Written task: Format every line of the listing below as a JSON list of strings, one string per line, skipping blank lines and leaving out the pictures.

Data listing:
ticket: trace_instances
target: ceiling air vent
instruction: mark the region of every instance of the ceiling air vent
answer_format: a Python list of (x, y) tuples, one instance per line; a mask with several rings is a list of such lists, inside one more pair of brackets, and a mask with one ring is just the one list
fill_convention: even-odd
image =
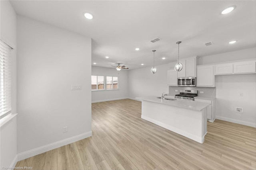
[(209, 43), (204, 43), (204, 44), (206, 46), (210, 46), (210, 45), (212, 45), (213, 44), (214, 44), (214, 43), (213, 43), (213, 42), (212, 41), (212, 42), (209, 42)]
[(156, 38), (154, 39), (152, 39), (152, 40), (150, 41), (151, 41), (152, 43), (155, 43), (156, 42), (158, 41), (159, 41), (161, 40), (162, 39), (160, 39), (160, 38), (159, 38), (159, 37), (158, 37), (157, 38)]

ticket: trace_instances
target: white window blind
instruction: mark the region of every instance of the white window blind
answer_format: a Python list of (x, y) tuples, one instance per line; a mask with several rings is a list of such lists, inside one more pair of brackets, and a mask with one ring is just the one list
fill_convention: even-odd
[(1, 40), (0, 43), (0, 119), (11, 113), (12, 49)]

Output for this exercise:
[
  "ticket: trace_instances",
  "target: ceiling air vent",
  "instruction: mark the region of every instance of the ceiling air vent",
  "answer_format: a Python list of (x, y) tuples, one instance per line; a mask with several rings is a list of such lists, inside one more pair of brackets, and a mask with one ring is just the one list",
  "fill_convention: even-odd",
  "image =",
  "[(209, 43), (204, 43), (204, 44), (206, 46), (210, 46), (210, 45), (212, 45), (213, 44), (214, 44), (214, 43), (213, 43), (213, 42), (212, 41), (212, 42), (209, 42)]",
  "[(156, 38), (154, 39), (152, 39), (152, 40), (150, 41), (151, 41), (152, 43), (155, 43), (156, 42), (158, 41), (159, 41), (161, 40), (162, 39), (160, 39), (160, 38), (159, 38), (159, 37), (158, 37), (157, 38)]",
  "ticket: trace_instances",
  "target: white window blind",
  "instruction: mark the region of every instance of the white window blind",
  "answer_format: a Python list of (x, y) tuples, one instance per line; a mask with several rings is a list of such lists, inside one more pair of brackets, and a mask with one ring is just the one list",
  "fill_convention: even-odd",
  "[(1, 40), (0, 43), (0, 119), (11, 113), (12, 49)]"
]